_Source passage_
Item 1.01. Entry into a Material Definitive Agreement.

On November 16, 2006, United Natural Foods, Inc. (the "Company") entered into an
amendment (the "Amendment") to its Primary Distribution Agreement with Whole
Foods Market Distribution, Inc. ("Whole Foods Market"), a wholly owned
subsidiary of Whole Foods Market, Inc. Under the Amendment, the Company will
become the primary wholesale natural grocery distributor to Whole Foods Market,
Inc.'s Southern Pacific region, which includes Southern California, Arizona,
Southern Nevada and Hawaii. The Amendment is effective as of November 16, 2006,
and the Company expects to transition this new business during January 2007.

A copy of the press release announcing the entry into the Amendment is attached
as Exhibit 99.1 hereto, and the first two sentences of the fourth paragraph
thereof are incorporated by reference herein.


Item 2.02. Results of Operations and Financial Condition.

_Dataset rows_
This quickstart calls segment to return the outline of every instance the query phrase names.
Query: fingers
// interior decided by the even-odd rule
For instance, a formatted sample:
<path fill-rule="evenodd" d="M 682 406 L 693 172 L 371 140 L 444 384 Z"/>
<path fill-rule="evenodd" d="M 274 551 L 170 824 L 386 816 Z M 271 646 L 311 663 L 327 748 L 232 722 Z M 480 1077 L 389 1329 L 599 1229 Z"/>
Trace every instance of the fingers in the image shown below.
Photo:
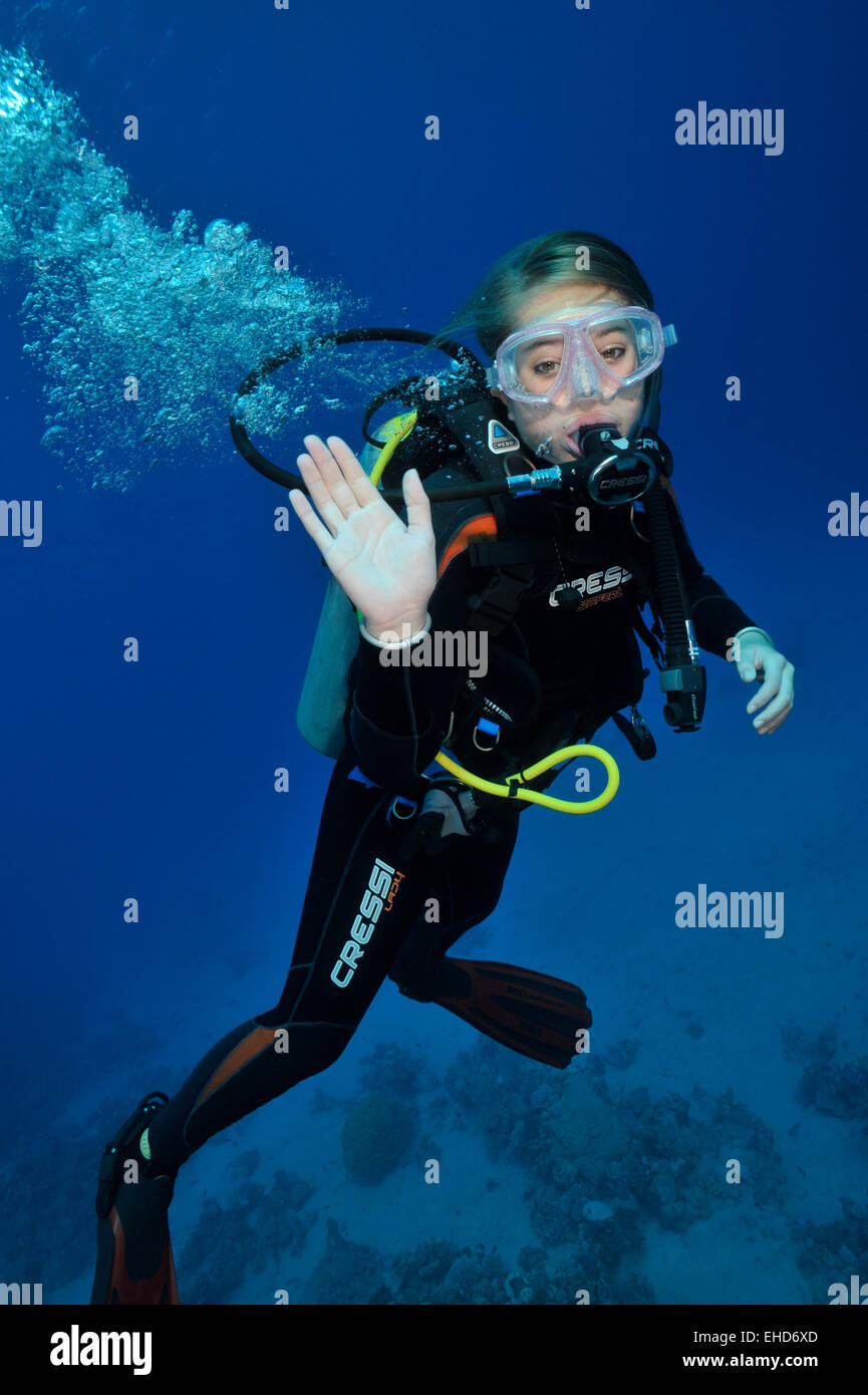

_Given exercise 1_
According to the filing excerpt, when does the Company expect to transition the new business?
_Given exercise 2_
List every area that the filing excerpt includes in Whole Foods Market, Inc.'s Southern Pacific region.

_Correct answer 1_
During January 2007.

_Correct answer 2_
Southern California, Arizona, Southern Nevada, Hawaii